• _Goal of the exercise_
Copy out, from the entries below, each line holding the string "point".

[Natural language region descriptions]
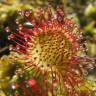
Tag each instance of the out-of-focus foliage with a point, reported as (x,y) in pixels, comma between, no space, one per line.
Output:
(84,12)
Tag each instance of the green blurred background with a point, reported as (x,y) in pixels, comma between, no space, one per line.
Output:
(84,12)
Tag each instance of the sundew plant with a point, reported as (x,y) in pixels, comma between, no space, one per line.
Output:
(54,51)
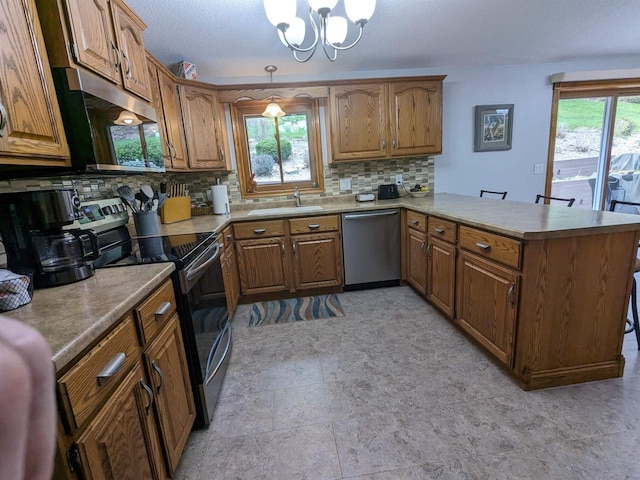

• _Solution_
Tag each instance of the out-of-focus foliage with a point, reported as (x,y) in pixels, comma between, no space, one per line.
Tag each instance of the green blurred background with a point, reported as (x,y) in pixels, comma between, no space, one per line.
Tag each instance of the sundew plant with a point, reported as (x,y) in pixels, comma between, no space, one per line.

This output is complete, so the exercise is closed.